[Point placement records]
##########

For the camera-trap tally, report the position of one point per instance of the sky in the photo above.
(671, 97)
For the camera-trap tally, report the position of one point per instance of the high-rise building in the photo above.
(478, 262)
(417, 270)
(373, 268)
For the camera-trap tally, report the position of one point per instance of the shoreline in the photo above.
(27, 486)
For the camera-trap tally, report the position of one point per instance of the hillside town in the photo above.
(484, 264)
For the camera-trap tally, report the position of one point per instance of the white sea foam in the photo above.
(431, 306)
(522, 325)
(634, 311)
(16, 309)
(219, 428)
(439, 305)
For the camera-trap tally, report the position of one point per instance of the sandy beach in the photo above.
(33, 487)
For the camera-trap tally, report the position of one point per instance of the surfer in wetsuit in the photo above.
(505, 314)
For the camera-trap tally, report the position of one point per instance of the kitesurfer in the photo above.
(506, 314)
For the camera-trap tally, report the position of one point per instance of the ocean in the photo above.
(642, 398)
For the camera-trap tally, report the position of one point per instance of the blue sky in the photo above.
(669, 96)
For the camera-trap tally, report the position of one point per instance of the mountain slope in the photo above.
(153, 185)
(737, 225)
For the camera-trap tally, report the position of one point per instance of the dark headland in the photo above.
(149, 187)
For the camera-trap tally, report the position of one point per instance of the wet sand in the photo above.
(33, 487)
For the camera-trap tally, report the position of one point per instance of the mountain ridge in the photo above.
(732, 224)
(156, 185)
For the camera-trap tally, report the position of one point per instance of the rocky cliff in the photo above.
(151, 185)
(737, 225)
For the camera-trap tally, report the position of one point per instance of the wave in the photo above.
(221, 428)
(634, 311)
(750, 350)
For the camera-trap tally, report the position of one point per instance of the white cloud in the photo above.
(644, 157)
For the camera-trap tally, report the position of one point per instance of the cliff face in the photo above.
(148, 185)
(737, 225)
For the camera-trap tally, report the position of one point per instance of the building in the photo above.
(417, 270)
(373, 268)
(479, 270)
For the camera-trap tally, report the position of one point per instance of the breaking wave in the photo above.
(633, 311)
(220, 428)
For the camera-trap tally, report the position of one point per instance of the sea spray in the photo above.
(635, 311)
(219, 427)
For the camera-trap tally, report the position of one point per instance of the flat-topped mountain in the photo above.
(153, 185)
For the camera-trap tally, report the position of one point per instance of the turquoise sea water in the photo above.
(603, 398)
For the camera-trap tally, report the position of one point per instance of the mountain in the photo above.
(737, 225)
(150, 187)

##########

▸ **Task directions**: Retype all of the records above word for word.

▸ **Written answer**:
For the camera-trap tally, report the position of one point per instance of the sky in the photo above.
(671, 97)
For the camera-trap tally, report the position of one point per instance of the high-rise building in the photo above.
(478, 262)
(417, 270)
(373, 268)
For the camera-trap tally, report the position of one point per instance of the shoreline in the photo above.
(27, 486)
For the camera-trap tally, report the position of one point per instance of the hillside town in the photo above.
(484, 264)
For the camera-trap tally, report the position of one point per instance of the white sea foam in the photo above.
(431, 306)
(522, 325)
(634, 311)
(16, 309)
(219, 428)
(439, 305)
For the camera-trap tally, report the position of one point per instance of the sandy beach in the photo above.
(33, 487)
For the camera-trap tally, report the position of one point per instance of the surfer in wetsuit in the photo above.
(505, 314)
For the camera-trap tally, report the position of one point per instance of the kitesurfer in the photo above.
(506, 314)
For the camera-trap tally, report the position of one point per instance of the ocean in the photo above.
(642, 398)
For the camera-trap tally, report the position of one point per instance of the blue sky in the photo above.
(669, 96)
For the camera-trap tally, report the position of one point per instance of the mountain slope in the photo above.
(153, 185)
(737, 225)
For the camera-trap tally, report the position of one point per instance of the dark headland in the photo above.
(149, 187)
For the camera-trap tally, report the position of one point per instance of the wet sand in the photo above.
(33, 487)
For the camera-trap tally, report the position of one point per instance of the mountain ridge in the photo above.
(732, 224)
(156, 185)
For the camera-trap tally, report the position of one point per instance of the rocky cliff in the photo above.
(151, 185)
(737, 225)
For the camera-trap tally, report the position of one point per instance of the wave in the photo above.
(221, 428)
(634, 311)
(750, 350)
For the camera-trap tally, report the position of one point per instance of the white cloud in the photo above.
(644, 157)
For the camera-trap tally, report the position of one point per instance of the cliff face in the photo above.
(148, 185)
(737, 225)
For the camera-trap tally, report the position of one point per instance of the building in the photo above.
(417, 270)
(373, 268)
(479, 270)
For the camera-trap tally, report the position of one point per instance of the breaking wave in the photo above.
(633, 311)
(220, 428)
For the camera-trap tally, report the position of one point per instance of the sea spray in the photo above.
(635, 311)
(219, 427)
For the camera-trap tally, report the position of one point per instance of the flat-topped mountain in the photo above.
(153, 185)
For the camera-trap tally, report the position of one point per instance of the turquoise sea water in the photo above.
(603, 398)
For the camera-trap tally, report the position of one point per instance of the mountain in the photo above.
(737, 225)
(150, 187)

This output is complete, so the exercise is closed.